- Page excerpt:
☆ ☆ ☆ ☆ ☆

HELSINKI, Aug. 3 (Xinhua) -- The Kimola Canal, a scenic waterway, opens in Finland on Monday, connecting the southeastern Kouvola area to the two biggest lakes in central Finland -- Lake Paijanne and Lake Keitele.
The total length of the canal is 5.5 km, including a 70-meter tunnel in the rock for boats to sail through, which is unique in Finland. The 12-meter rise in the adjoining lock also makes it the largest ship lock in Finland, according to the Finnish Transport Infrastructure Agency.
Costing some 20 million euros (23.5 million U.S. dollars), the Kimola Canal was built on the ruins of an old log canal. The canal could be used for both tourism and freight. The height of the rock tunnel is enough to allow small passenger ships to go through.
First private boats had arrived in the canal late Sunday night to be the first entering the ship lock. Hundreds of people witnessed the opening ceremony at 10 a.m. local time.
The southern end of the Kimola Canal is Kouvola, a city known as a railroad hub, which had become several years ago the Finnish end of a China-Europe freight railway starting from the northern Chinese city of Xi'an.
The canal now opens an inland waterway connection up to around 400 kilometers to the north with cities such as Lahti, Jyvaskyla and Aanekoski.
Harri Liikanen, a project director at the Finnish Transport Infrastructure Agency, told Xinhua on Monday that canals in Finland levy no service charges and boaters can use them free of charge.
Despite the huge dimensions of the ship lock, private boaters could still "pull the ropes" and operate the automated lock on a self-service basis. There is no staff on location, but it could be remotely controlled as well, he said.
Antti Nyberg, head of construction services for Kouvola City, said the Kimola Canal opens possibilities for new touristic services. "The Kimola Canal as such is an attraction with its massive landscape," he said.
Eija Hilden, CEO of the Paijanne Risteilyt, a leading cruiser operator in Finnish central lakes, told Xinhua though that their planned tours this summer had to be delayed due to the COVID-19 pandemic.

☆ ☆ ☆ ☆ ☆

- Data for review:

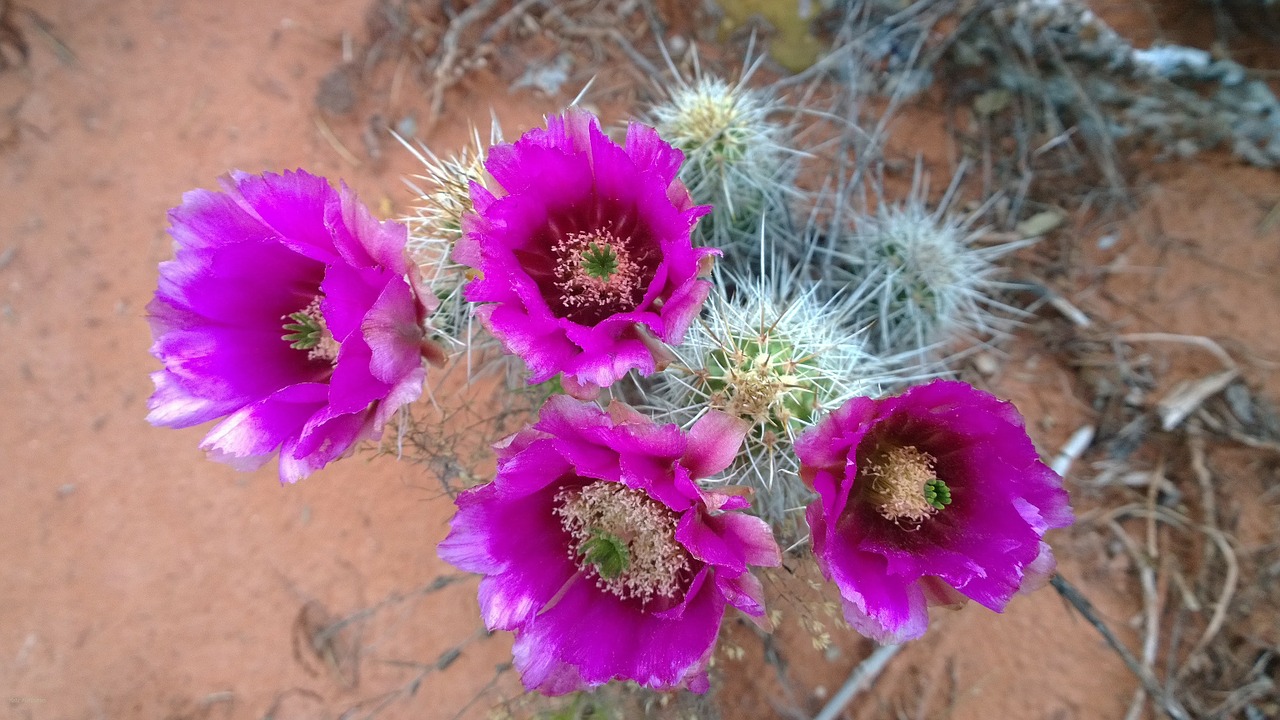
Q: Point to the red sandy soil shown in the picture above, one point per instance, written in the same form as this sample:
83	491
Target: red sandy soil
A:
142	580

☆ ☆ ☆ ☆ ☆

- To do:
a - In the Kimola Canal article, how long is the tunnel cut through the rock?
b - Please list every person named in the Kimola Canal article, along with the role the article gives each one.

- Responses to the exercise:
a - 70 meters

b -
- Harri Liikanen: project director at the Finnish Transport Infrastructure Agency
- Antti Nyberg: head of construction services for Kouvola City
- Eija Hilden: CEO of the Paijanne Risteilyt